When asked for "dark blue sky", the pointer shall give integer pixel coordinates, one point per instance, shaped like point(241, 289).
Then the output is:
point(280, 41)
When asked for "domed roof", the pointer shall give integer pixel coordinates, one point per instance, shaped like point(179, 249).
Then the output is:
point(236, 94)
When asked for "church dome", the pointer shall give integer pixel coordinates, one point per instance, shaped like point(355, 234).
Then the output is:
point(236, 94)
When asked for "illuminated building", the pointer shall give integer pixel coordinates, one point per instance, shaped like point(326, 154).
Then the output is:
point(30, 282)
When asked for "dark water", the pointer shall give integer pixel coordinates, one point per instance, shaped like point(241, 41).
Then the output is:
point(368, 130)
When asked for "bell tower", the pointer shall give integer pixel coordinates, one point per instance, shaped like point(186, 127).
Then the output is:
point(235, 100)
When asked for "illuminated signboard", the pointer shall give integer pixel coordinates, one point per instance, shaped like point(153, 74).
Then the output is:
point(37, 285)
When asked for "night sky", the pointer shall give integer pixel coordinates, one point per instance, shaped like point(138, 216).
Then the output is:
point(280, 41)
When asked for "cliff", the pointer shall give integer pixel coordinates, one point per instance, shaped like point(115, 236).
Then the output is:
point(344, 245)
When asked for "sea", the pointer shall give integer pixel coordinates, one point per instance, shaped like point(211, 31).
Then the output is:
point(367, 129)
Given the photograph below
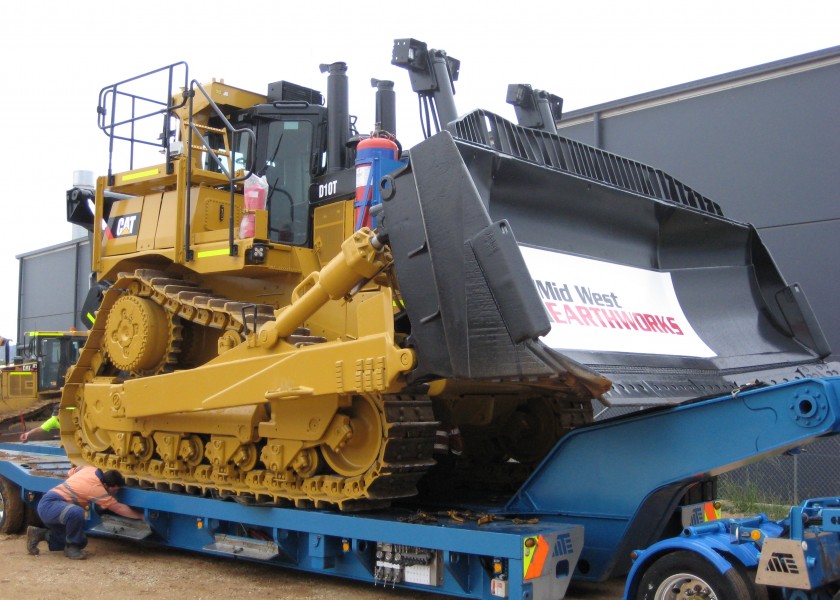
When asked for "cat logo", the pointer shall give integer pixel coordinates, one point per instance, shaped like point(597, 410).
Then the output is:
point(124, 225)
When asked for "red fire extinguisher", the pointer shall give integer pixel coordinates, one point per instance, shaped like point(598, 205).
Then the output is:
point(380, 149)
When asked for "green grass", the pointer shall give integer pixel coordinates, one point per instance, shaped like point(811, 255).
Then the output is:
point(741, 500)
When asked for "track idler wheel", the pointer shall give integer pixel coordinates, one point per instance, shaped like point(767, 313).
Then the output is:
point(356, 455)
point(137, 334)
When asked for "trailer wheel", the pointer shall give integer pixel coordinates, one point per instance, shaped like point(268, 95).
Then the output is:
point(683, 574)
point(11, 507)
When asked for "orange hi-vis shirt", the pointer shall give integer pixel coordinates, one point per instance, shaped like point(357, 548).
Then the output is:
point(84, 487)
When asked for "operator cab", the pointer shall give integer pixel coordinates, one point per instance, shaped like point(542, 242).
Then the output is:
point(290, 151)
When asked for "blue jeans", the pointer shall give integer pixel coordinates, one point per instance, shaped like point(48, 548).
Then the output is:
point(65, 520)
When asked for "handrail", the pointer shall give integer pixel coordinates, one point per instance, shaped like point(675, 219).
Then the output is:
point(232, 134)
point(109, 97)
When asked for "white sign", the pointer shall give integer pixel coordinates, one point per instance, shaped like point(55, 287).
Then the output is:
point(605, 307)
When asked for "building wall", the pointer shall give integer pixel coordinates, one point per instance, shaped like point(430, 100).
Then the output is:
point(53, 286)
point(764, 144)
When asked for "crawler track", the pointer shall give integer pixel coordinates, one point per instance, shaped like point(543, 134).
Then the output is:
point(401, 434)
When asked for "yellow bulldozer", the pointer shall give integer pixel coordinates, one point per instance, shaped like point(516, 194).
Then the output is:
point(292, 310)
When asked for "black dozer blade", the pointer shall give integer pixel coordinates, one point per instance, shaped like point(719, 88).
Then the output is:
point(627, 276)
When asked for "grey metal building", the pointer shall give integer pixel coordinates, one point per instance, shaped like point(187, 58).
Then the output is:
point(763, 142)
point(53, 285)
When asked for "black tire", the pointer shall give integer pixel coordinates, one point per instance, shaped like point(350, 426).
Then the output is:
point(31, 517)
point(11, 507)
point(684, 570)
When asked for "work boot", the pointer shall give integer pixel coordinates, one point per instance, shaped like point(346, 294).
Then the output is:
point(73, 552)
point(34, 536)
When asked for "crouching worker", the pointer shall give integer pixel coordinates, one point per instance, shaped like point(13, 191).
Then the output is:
point(62, 509)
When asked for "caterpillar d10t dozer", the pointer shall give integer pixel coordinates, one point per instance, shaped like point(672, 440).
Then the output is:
point(307, 349)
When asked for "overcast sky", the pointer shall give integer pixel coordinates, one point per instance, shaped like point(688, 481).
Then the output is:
point(58, 55)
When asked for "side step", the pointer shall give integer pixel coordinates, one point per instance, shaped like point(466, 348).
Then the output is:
point(244, 547)
point(120, 527)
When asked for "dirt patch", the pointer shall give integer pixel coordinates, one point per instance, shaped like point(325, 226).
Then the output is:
point(127, 569)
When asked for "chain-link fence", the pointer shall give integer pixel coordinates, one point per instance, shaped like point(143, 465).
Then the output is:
point(814, 472)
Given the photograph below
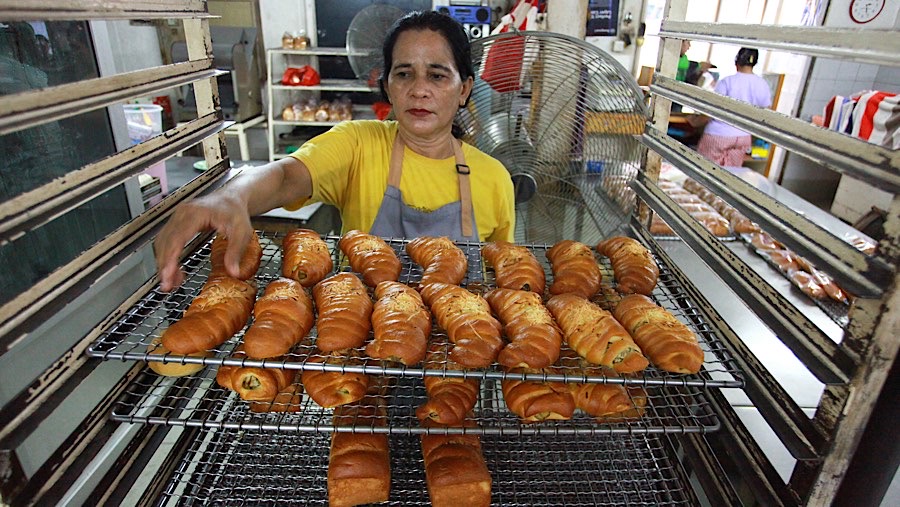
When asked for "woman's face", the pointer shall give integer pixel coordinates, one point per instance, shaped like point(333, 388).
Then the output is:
point(424, 85)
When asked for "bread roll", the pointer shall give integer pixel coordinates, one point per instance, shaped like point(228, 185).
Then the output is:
point(467, 319)
point(248, 264)
point(282, 317)
point(305, 257)
point(219, 311)
point(401, 324)
point(441, 260)
point(668, 343)
point(449, 398)
point(332, 388)
point(173, 367)
point(455, 471)
point(633, 266)
point(595, 335)
point(515, 267)
point(345, 310)
point(575, 270)
point(537, 401)
point(534, 337)
point(371, 257)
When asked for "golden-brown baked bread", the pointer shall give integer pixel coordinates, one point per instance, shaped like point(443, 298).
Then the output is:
point(575, 270)
point(344, 310)
point(534, 338)
point(449, 398)
point(441, 260)
point(668, 343)
point(371, 257)
point(248, 264)
point(635, 270)
point(220, 309)
point(515, 267)
point(281, 318)
point(595, 335)
point(455, 471)
point(359, 464)
point(173, 367)
point(467, 319)
point(305, 257)
point(400, 323)
point(332, 388)
point(537, 401)
point(254, 383)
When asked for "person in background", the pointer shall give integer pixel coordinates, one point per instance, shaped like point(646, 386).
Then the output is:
point(721, 143)
point(403, 179)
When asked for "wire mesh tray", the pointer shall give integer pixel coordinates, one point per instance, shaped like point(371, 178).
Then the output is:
point(130, 337)
point(199, 401)
point(229, 467)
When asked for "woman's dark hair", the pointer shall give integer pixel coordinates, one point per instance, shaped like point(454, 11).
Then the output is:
point(452, 31)
point(746, 57)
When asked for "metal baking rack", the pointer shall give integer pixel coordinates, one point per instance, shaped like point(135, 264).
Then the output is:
point(130, 337)
point(198, 401)
point(229, 467)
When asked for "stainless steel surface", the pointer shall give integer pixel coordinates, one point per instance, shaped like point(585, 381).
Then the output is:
point(229, 467)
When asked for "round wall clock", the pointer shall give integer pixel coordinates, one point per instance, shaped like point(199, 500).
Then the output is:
point(863, 11)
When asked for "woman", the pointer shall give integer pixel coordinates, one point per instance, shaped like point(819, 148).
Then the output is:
point(721, 143)
point(405, 178)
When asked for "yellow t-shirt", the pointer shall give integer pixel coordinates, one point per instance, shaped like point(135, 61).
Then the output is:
point(349, 168)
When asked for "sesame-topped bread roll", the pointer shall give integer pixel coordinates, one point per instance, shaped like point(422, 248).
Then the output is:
point(595, 335)
point(344, 310)
point(305, 257)
point(575, 270)
point(669, 344)
point(633, 266)
point(441, 260)
point(534, 337)
point(467, 319)
point(371, 257)
point(515, 267)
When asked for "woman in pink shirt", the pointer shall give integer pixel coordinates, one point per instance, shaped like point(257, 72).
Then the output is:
point(721, 143)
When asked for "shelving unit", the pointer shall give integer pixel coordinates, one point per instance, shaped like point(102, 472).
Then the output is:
point(279, 96)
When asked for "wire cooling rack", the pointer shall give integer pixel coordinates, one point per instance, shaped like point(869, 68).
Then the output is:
point(232, 467)
point(199, 402)
point(130, 337)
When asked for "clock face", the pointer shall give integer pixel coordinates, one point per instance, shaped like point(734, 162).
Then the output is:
point(863, 11)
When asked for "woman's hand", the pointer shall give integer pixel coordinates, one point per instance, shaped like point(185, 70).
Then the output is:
point(220, 211)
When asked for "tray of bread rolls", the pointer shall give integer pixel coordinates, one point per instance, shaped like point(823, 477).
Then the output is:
point(228, 467)
point(308, 303)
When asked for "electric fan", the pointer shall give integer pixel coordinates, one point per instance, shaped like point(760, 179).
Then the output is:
point(562, 116)
point(365, 37)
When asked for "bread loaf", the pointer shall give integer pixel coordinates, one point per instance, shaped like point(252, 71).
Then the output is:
point(668, 343)
point(219, 311)
point(344, 310)
point(534, 337)
point(455, 471)
point(633, 266)
point(371, 257)
point(537, 401)
point(281, 318)
point(440, 259)
point(401, 324)
point(333, 388)
point(449, 398)
point(595, 335)
point(515, 267)
point(248, 264)
point(467, 319)
point(305, 257)
point(575, 270)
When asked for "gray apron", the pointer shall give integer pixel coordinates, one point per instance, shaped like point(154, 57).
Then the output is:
point(395, 219)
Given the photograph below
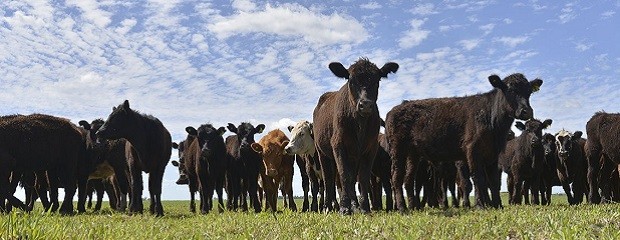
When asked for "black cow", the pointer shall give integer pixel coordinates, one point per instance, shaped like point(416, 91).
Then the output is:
point(152, 144)
point(471, 128)
point(244, 166)
point(346, 126)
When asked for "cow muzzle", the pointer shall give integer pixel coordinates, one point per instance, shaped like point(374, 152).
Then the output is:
point(365, 107)
point(272, 172)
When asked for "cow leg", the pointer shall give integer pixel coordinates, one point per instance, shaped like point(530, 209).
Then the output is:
point(155, 180)
point(301, 164)
point(593, 156)
point(135, 203)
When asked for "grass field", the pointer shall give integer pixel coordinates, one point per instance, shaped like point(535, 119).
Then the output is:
point(558, 221)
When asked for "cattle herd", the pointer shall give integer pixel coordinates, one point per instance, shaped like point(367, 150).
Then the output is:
point(437, 145)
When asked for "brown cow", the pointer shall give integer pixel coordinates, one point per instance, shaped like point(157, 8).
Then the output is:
point(111, 158)
point(471, 128)
point(346, 126)
point(572, 165)
point(152, 145)
point(277, 166)
point(602, 149)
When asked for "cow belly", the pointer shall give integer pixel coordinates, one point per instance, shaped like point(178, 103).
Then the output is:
point(104, 170)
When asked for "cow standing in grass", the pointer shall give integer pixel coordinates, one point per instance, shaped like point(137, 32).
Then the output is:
point(472, 128)
point(346, 126)
point(572, 165)
point(277, 168)
point(152, 145)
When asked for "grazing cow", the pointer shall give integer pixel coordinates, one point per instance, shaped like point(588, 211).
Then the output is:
point(180, 147)
point(522, 160)
point(244, 166)
point(110, 157)
point(381, 175)
point(302, 145)
point(602, 149)
point(549, 172)
point(204, 164)
point(151, 142)
point(571, 168)
point(471, 128)
point(346, 126)
point(39, 143)
point(277, 166)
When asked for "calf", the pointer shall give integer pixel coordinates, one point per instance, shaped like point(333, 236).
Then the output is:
point(471, 128)
point(522, 160)
point(110, 157)
point(602, 151)
point(346, 126)
point(151, 142)
point(244, 166)
point(572, 165)
point(277, 166)
point(302, 145)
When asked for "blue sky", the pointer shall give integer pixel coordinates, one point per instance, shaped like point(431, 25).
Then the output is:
point(193, 62)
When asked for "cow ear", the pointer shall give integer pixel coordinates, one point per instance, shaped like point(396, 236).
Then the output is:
point(520, 126)
point(536, 83)
point(390, 67)
point(284, 144)
point(126, 105)
point(191, 131)
point(496, 82)
point(577, 135)
point(221, 130)
point(232, 128)
point(339, 70)
point(257, 147)
point(547, 123)
point(84, 124)
point(260, 128)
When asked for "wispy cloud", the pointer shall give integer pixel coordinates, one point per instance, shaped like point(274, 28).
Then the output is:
point(371, 6)
point(512, 41)
point(292, 21)
point(424, 9)
point(414, 36)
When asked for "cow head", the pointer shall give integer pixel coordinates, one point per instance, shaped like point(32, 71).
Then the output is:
point(517, 90)
point(564, 140)
point(119, 123)
point(549, 145)
point(245, 132)
point(208, 136)
point(302, 139)
point(272, 154)
point(363, 82)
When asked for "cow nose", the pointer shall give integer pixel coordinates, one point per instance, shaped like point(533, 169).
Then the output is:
point(272, 172)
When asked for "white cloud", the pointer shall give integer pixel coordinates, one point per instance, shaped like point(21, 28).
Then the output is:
point(244, 5)
point(470, 44)
point(424, 9)
point(293, 21)
point(581, 47)
point(415, 35)
point(567, 14)
point(608, 14)
point(91, 11)
point(371, 5)
point(512, 41)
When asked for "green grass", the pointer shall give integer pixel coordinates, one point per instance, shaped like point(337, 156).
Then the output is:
point(558, 221)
━━━━━━
Rewrite the data above as a JSON list of strings, one string per line with blank lines omitted, beginning at the line that contains "like point(530, 209)." and running through the line that contains "point(193, 62)". Include both of those lines.

**THE RESPONSE**.
[
  "When asked for \"cow leg\", the pointer shall give integer pixel coordinates, one point per instance, shaped like point(530, 209).",
  "Then the output is:",
  "point(155, 180)",
  "point(301, 164)",
  "point(593, 156)",
  "point(135, 203)",
  "When asked for \"grass field\", the pointer shall give integer pixel coordinates, one point per instance, shaped like point(535, 119).",
  "Then the output is:",
  "point(558, 221)",
  "When asked for \"cattle herd\", the pointer shall give integer pixel coordinates, one point per instance, shaped like point(367, 150).",
  "Then the output is:",
  "point(437, 145)",
  "When asked for \"brown cow\", the pointer shall give integer pixel coordinates, one point per instance, shaped like point(157, 8).",
  "Then the output is:",
  "point(111, 158)",
  "point(471, 128)",
  "point(346, 126)",
  "point(572, 165)",
  "point(152, 145)",
  "point(277, 166)",
  "point(602, 149)",
  "When asked for \"cow belly\", the pointer shall give integer pixel coordinates, one point per instance, shaped like point(178, 103).",
  "Then the output is:",
  "point(104, 170)",
  "When asked for \"cow standing in grass\", the pointer shall give integer pixel coordinates, one point per instance, shaped like point(137, 32).",
  "Then the output is:",
  "point(472, 128)",
  "point(346, 126)",
  "point(572, 165)",
  "point(277, 168)",
  "point(152, 145)",
  "When asked for \"grazing cow\", the pointer shall give integer pixel coordinates, one point per instance, shaped like point(588, 211).",
  "Then the output is:",
  "point(180, 147)",
  "point(522, 160)",
  "point(244, 166)",
  "point(110, 157)",
  "point(381, 175)",
  "point(302, 145)",
  "point(602, 149)",
  "point(549, 172)",
  "point(204, 164)",
  "point(151, 142)",
  "point(571, 168)",
  "point(471, 128)",
  "point(346, 126)",
  "point(39, 143)",
  "point(277, 166)",
  "When asked for \"calf\", the pointer shall give integer pixel coordinates, one point per instance, shaped like point(333, 236).",
  "Then the output is:",
  "point(471, 128)",
  "point(522, 160)",
  "point(110, 157)",
  "point(602, 151)",
  "point(346, 126)",
  "point(151, 142)",
  "point(244, 166)",
  "point(572, 165)",
  "point(277, 166)",
  "point(302, 145)",
  "When asked for \"blue sky\", the pointer shall give integer pixel coordinates, one point per instance, shaped like point(431, 25).",
  "Then the output is:",
  "point(193, 62)"
]